Start of Block

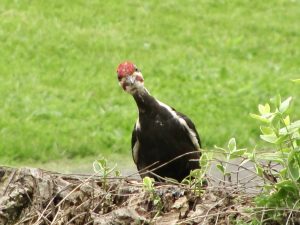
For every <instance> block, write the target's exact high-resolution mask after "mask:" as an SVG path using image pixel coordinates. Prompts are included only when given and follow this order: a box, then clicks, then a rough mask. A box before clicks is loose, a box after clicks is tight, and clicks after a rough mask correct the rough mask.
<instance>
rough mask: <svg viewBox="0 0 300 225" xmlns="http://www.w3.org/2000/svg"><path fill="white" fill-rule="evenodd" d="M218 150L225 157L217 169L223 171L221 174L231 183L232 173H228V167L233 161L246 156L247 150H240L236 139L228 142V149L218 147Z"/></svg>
mask: <svg viewBox="0 0 300 225" xmlns="http://www.w3.org/2000/svg"><path fill="white" fill-rule="evenodd" d="M215 148H216V149H218V150H219V153H220V154H221V155H222V156H223V157H225V161H224V162H220V163H218V164H217V168H218V169H219V170H220V171H221V173H222V174H223V176H224V180H225V179H226V178H227V179H228V180H229V181H231V173H230V172H229V171H228V169H227V167H228V164H229V162H230V160H232V159H236V158H239V157H241V156H242V155H244V153H245V152H246V150H247V149H245V148H241V149H238V148H237V146H236V140H235V138H231V139H230V140H229V142H228V145H227V148H220V147H218V146H215Z"/></svg>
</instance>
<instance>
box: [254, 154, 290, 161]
mask: <svg viewBox="0 0 300 225" xmlns="http://www.w3.org/2000/svg"><path fill="white" fill-rule="evenodd" d="M286 157H287V153H282V152H265V153H260V154H258V155H257V158H259V159H260V160H264V161H272V162H278V163H280V164H283V163H284V161H283V158H286Z"/></svg>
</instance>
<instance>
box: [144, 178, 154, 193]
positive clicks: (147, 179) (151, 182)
mask: <svg viewBox="0 0 300 225" xmlns="http://www.w3.org/2000/svg"><path fill="white" fill-rule="evenodd" d="M153 181H154V180H153V178H150V177H144V178H143V186H144V187H145V189H146V190H147V191H151V190H152V188H153Z"/></svg>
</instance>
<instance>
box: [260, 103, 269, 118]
mask: <svg viewBox="0 0 300 225" xmlns="http://www.w3.org/2000/svg"><path fill="white" fill-rule="evenodd" d="M258 111H259V113H260V114H261V115H264V114H267V113H270V105H269V104H268V103H266V104H265V105H261V104H259V105H258Z"/></svg>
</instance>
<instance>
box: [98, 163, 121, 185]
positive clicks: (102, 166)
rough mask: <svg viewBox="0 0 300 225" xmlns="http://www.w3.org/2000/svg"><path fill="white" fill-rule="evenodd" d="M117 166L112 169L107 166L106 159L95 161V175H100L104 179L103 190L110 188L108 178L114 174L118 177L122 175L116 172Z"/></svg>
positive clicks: (119, 173)
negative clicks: (109, 186) (108, 187)
mask: <svg viewBox="0 0 300 225" xmlns="http://www.w3.org/2000/svg"><path fill="white" fill-rule="evenodd" d="M116 167H117V164H115V165H114V166H113V167H112V168H110V167H109V166H108V164H107V160H106V159H105V158H102V159H99V160H96V161H94V163H93V168H94V171H95V173H97V174H99V175H100V176H102V177H103V188H104V189H105V190H107V188H108V182H107V181H108V177H109V175H111V174H112V173H113V172H114V175H115V176H116V177H119V176H120V175H121V173H120V171H119V170H115V169H116Z"/></svg>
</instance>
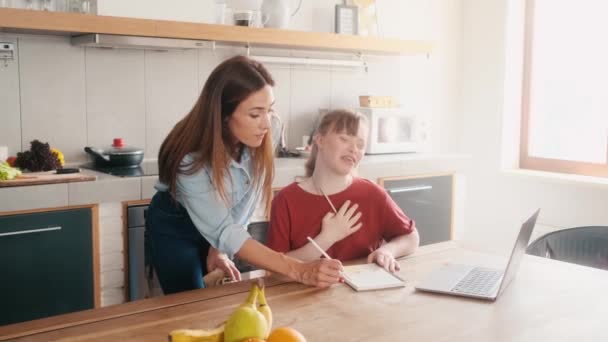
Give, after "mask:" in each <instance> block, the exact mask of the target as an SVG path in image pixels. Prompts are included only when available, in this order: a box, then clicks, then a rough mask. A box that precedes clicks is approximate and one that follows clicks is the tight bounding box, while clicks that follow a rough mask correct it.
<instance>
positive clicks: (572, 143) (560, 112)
mask: <svg viewBox="0 0 608 342" xmlns="http://www.w3.org/2000/svg"><path fill="white" fill-rule="evenodd" d="M606 13H608V1H605V0H527V4H526V27H525V46H524V75H523V87H522V90H523V94H522V132H521V151H520V167H521V168H526V169H537V170H545V171H554V172H564V173H576V174H583V175H591V176H603V177H608V45H607V44H605V41H606V38H607V37H606V36H607V33H608V21H607V20H606V18H605V17H606Z"/></svg>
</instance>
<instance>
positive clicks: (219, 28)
mask: <svg viewBox="0 0 608 342" xmlns="http://www.w3.org/2000/svg"><path fill="white" fill-rule="evenodd" d="M0 31H2V32H14V33H38V34H60V35H78V34H84V33H104V34H116V35H128V36H144V37H162V38H181V39H197V40H210V41H216V42H218V43H228V44H235V45H245V44H250V45H251V46H259V47H273V48H287V49H307V50H319V51H336V52H360V53H363V54H375V55H416V54H428V53H430V52H431V50H432V44H431V43H430V42H426V41H412V40H400V39H386V38H374V37H362V36H353V35H342V34H334V33H318V32H303V31H292V30H279V29H269V28H249V27H239V26H229V25H213V24H199V23H188V22H178V21H166V20H149V19H134V18H122V17H109V16H96V15H84V14H76V13H62V12H44V11H30V10H20V9H10V8H0Z"/></svg>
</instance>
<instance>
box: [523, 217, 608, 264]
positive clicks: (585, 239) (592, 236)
mask: <svg viewBox="0 0 608 342" xmlns="http://www.w3.org/2000/svg"><path fill="white" fill-rule="evenodd" d="M526 253H528V254H531V255H536V256H540V257H543V258H549V259H555V260H559V261H565V262H570V263H574V264H578V265H583V266H589V267H594V268H600V269H604V270H608V226H588V227H576V228H570V229H564V230H558V231H555V232H551V233H548V234H545V235H543V236H541V237H539V238H538V239H536V240H535V241H534V242H532V243H531V244H530V245H529V246H528V248H527V249H526Z"/></svg>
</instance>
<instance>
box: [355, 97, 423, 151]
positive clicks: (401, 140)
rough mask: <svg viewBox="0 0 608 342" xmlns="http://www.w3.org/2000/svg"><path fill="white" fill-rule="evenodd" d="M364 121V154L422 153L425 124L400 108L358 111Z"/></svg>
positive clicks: (422, 148) (360, 109) (359, 108)
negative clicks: (367, 131) (384, 153)
mask: <svg viewBox="0 0 608 342" xmlns="http://www.w3.org/2000/svg"><path fill="white" fill-rule="evenodd" d="M357 111H358V112H360V113H361V114H363V115H364V116H365V117H367V121H368V129H369V131H368V135H367V146H366V149H365V153H366V154H381V153H403V152H421V151H422V150H423V149H424V147H425V145H426V142H427V140H428V135H429V134H428V128H427V125H426V123H424V122H423V121H421V120H418V119H417V118H416V117H415V116H413V115H409V114H406V113H405V112H404V111H403V109H401V108H369V107H359V108H357Z"/></svg>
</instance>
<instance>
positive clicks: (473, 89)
mask: <svg viewBox="0 0 608 342" xmlns="http://www.w3.org/2000/svg"><path fill="white" fill-rule="evenodd" d="M507 3H508V1H506V0H500V1H499V0H495V1H486V0H466V1H464V2H463V19H462V21H463V23H464V25H463V39H464V41H463V51H464V56H463V75H465V77H464V78H463V82H462V107H461V111H462V120H461V125H460V127H459V130H460V131H461V133H462V134H461V136H460V139H459V146H460V149H461V151H463V152H467V153H470V154H471V155H472V156H473V161H472V164H471V168H470V172H469V174H468V177H467V185H468V188H467V202H466V203H467V204H466V211H465V215H466V218H465V222H466V229H465V238H466V239H467V240H472V241H477V242H482V244H483V245H485V246H487V247H488V248H493V249H499V250H504V249H508V248H511V247H512V244H513V241H514V239H515V235H516V234H517V230H518V229H519V227H520V224H521V222H523V220H524V219H525V218H527V216H528V215H530V214H531V213H532V212H533V210H535V209H536V208H539V207H540V208H542V211H541V215H540V217H539V223H540V226H538V227H539V229H541V230H543V229H544V230H547V229H549V230H550V229H558V228H564V227H573V226H582V225H608V211H607V210H606V204H607V203H608V186H606V185H605V184H606V182H605V183H604V185H601V184H594V183H592V182H590V181H589V180H588V179H587V180H586V181H584V182H583V181H569V180H564V179H563V178H562V179H561V180H557V179H556V178H553V177H548V175H547V174H543V175H544V176H543V175H538V176H530V175H525V174H523V173H519V174H517V173H514V172H505V170H503V166H502V165H503V164H505V163H503V159H508V160H512V159H513V158H512V156H508V155H504V154H503V152H502V151H503V150H506V151H513V150H515V149H513V148H509V146H503V145H502V144H503V143H502V142H503V141H505V143H507V144H511V143H513V141H514V140H515V142H517V139H512V138H511V137H510V136H503V134H507V135H512V134H516V132H513V131H512V130H510V129H509V127H511V126H513V124H512V123H513V122H514V120H515V121H516V120H517V117H518V116H519V112H518V111H517V110H507V111H503V107H506V108H514V107H513V106H509V103H505V98H504V96H503V94H504V92H505V90H507V93H508V92H509V89H505V88H504V85H503V82H504V80H505V58H504V54H505V47H504V43H505V35H506V32H507V31H506V25H505V24H506V20H507ZM510 64H511V63H510ZM507 100H510V99H507ZM515 108H517V107H515ZM506 164H507V165H508V163H506ZM537 174H541V173H537Z"/></svg>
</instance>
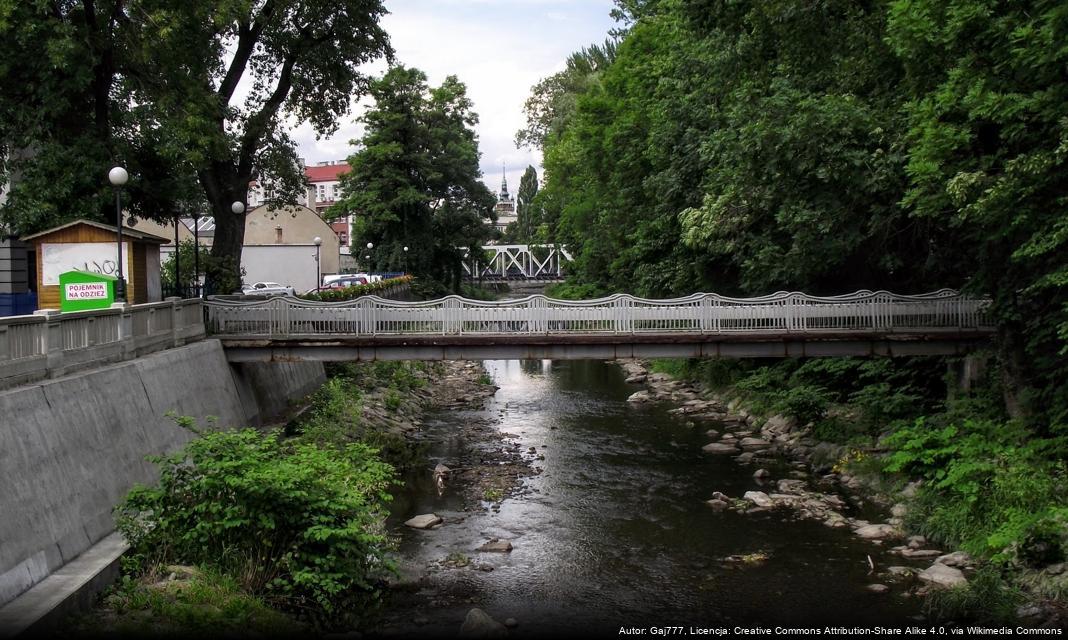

End of Block

The task - Collect every line of the records above that contains the string "included" and copy each one in full. The match is case-sensitive.

Task answer -
For every <instance> block, write the target's exact high-resolution mask after "mask:" as an SVG path using image pixel coordinates. Prompts are included only when given and follow this order: a box, then clicks, then a rough mask. A box before clicks is loose, a box after clicks is tight, and clicks after a rough mask correct the rough mask.
Give, after "mask:" in each <instance> block, the exact mask of the target as an SVG path in image pixels. Prompts are included only when available, in this order: a box, then clicks, then a rough mask. A box that precedes clicks is approximate and one that follows clicks is the tight bounding box, while clicks that follow a rough mask correct it.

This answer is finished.